Give the number of lines in the data below where the string "dune" occurs, and nothing else.

(Data entries)
■ ■ ■ ■
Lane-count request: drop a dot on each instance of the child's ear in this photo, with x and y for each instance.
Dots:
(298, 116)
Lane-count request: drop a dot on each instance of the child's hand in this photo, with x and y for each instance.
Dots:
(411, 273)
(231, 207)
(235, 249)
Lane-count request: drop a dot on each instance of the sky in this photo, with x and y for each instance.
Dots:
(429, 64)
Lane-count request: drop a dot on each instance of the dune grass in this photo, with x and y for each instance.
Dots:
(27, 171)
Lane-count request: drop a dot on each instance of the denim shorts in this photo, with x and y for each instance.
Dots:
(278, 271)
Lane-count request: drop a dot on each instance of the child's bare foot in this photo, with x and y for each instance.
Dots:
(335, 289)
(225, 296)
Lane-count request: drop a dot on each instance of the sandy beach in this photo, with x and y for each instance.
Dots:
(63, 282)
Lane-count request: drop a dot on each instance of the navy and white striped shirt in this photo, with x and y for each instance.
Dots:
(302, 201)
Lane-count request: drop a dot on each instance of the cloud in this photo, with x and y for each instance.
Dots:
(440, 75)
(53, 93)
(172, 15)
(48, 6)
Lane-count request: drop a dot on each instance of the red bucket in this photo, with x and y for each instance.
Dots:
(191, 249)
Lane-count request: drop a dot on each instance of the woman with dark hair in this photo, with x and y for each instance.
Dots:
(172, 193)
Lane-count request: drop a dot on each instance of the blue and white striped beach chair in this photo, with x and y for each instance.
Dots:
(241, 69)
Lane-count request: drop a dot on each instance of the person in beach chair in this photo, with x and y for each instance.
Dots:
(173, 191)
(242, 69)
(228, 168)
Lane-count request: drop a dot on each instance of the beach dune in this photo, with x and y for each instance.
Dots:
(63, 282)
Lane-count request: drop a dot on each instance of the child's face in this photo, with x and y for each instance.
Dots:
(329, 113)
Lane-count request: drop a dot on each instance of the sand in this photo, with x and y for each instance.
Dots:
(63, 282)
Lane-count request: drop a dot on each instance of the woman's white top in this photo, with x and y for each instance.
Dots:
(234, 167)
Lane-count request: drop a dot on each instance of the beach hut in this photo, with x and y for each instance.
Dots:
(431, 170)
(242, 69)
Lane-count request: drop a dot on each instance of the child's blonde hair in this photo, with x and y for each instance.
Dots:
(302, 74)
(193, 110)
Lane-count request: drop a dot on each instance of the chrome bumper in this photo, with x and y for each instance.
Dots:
■ ■ ■ ■
RESULT BELOW:
2